• _PROBLEM TO WORK ON_
Repeat, exactly and in full, the lines of the listing below, but without any pictures.

◆ ◆ ◆ ◆ ◆ ◆ ◆

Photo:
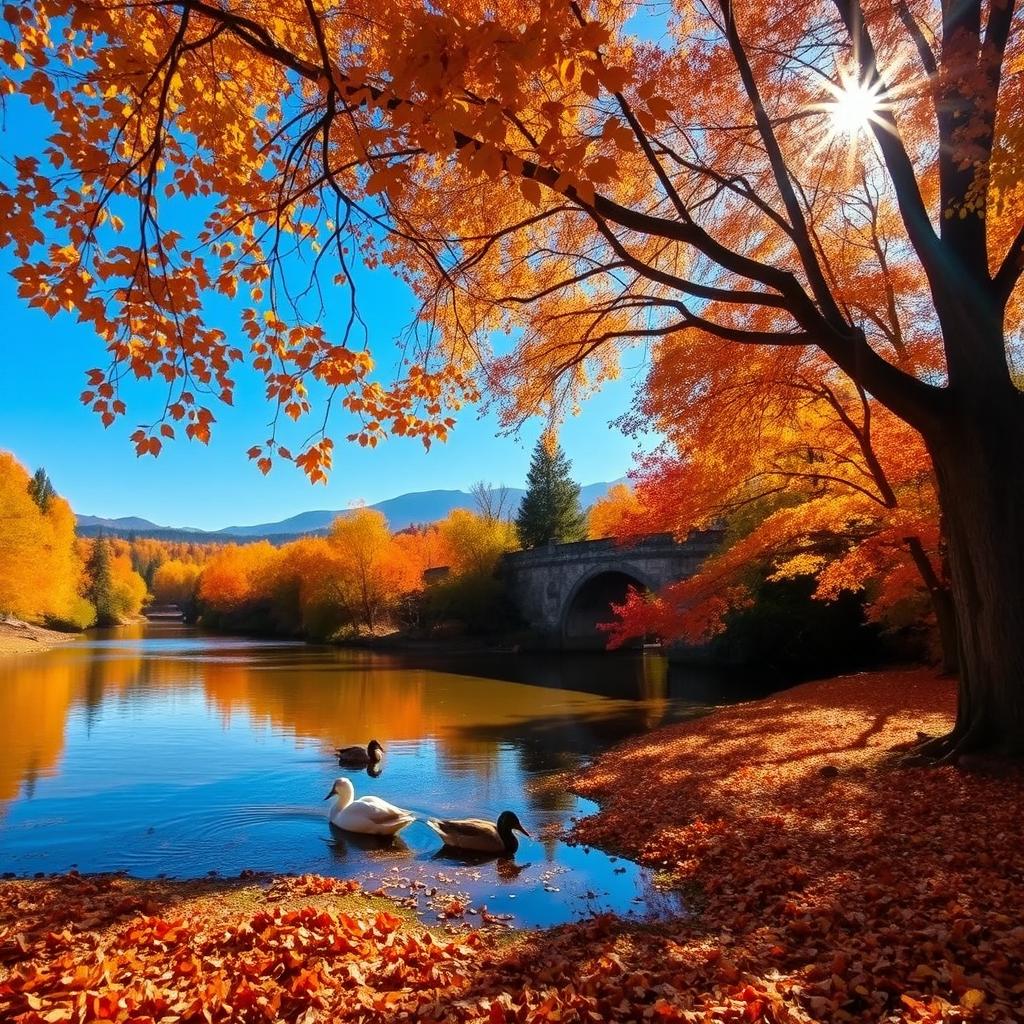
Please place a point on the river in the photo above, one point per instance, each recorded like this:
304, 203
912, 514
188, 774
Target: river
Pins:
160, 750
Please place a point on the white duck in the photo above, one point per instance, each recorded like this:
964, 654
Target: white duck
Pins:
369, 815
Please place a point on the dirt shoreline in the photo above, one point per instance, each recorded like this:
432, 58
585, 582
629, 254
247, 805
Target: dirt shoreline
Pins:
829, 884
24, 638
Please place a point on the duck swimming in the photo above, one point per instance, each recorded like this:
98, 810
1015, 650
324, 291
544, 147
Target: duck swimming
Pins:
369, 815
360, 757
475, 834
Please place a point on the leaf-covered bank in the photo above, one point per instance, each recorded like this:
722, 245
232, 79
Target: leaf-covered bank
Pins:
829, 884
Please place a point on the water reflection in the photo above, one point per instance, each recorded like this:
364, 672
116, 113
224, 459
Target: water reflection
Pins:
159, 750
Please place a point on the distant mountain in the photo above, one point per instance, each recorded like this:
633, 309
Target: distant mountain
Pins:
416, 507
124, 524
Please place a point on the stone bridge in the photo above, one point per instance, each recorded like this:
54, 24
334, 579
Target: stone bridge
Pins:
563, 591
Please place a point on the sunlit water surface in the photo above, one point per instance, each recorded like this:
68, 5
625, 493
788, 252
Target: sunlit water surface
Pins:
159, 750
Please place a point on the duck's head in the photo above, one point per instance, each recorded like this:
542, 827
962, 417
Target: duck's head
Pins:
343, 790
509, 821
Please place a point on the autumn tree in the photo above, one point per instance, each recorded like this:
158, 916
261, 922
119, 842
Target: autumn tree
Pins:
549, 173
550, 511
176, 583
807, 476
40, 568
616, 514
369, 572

◆ ◆ ◆ ◆ ◆ ◆ ◆

• _YOUR RESPONSE_
Photo:
Please place a point on the river in the photo above, one point per instance, each recorded like this:
304, 203
912, 514
188, 774
Target: river
Pins:
160, 750
Please place a point on the white duck in the photo above, one point per instance, each recorded like this:
964, 654
Target: white duck
Pins:
369, 815
Please place a point on the dirt shoreline in the photo above, one point per instance, each recorded like this:
432, 58
585, 582
629, 254
247, 805
Target: dirt shoreline
Pins:
829, 884
24, 638
Please place a point on the duck swimming in the photo above, one point per instance, each recorded like this:
98, 810
1015, 650
324, 291
544, 147
Target: duck swimming
Pins:
369, 815
360, 757
475, 834
Please place a point on the leaf-covered bank in the photo above, one point per instance, each recorded like this:
722, 245
232, 79
Target: leaf-covered bank
Pins:
829, 884
Please place a point on the water reflection in the photo above, one point per instance, each recorded like this:
364, 672
116, 113
224, 459
Target: water reflection
Pins:
159, 750
Please place a point on the distant mountain in the photo above, one point per instance, each recorded like this:
633, 309
Target: distant mountain
Pins:
416, 507
124, 524
Please place a point on the stone bridge in the photo above, one point per instance, each recorded like this:
54, 24
334, 579
Target: stone bridge
Pins:
563, 591
Please place a point on the sunlit water surface in the photo above, one point per instance, each recorded like this:
68, 5
625, 493
788, 252
Target: sunlit water surface
Pins:
159, 750
Please place a point on the duck's head in the photo above, one point per instance, each recorded like this:
542, 827
962, 417
Target: duck's head
Pins:
343, 790
509, 821
Please place a point on the autumn tree in the photo above, one point per instance, each recorded like this:
158, 916
261, 922
119, 842
Target: autumn tree
Pins:
549, 173
550, 511
176, 583
807, 476
40, 568
616, 514
369, 572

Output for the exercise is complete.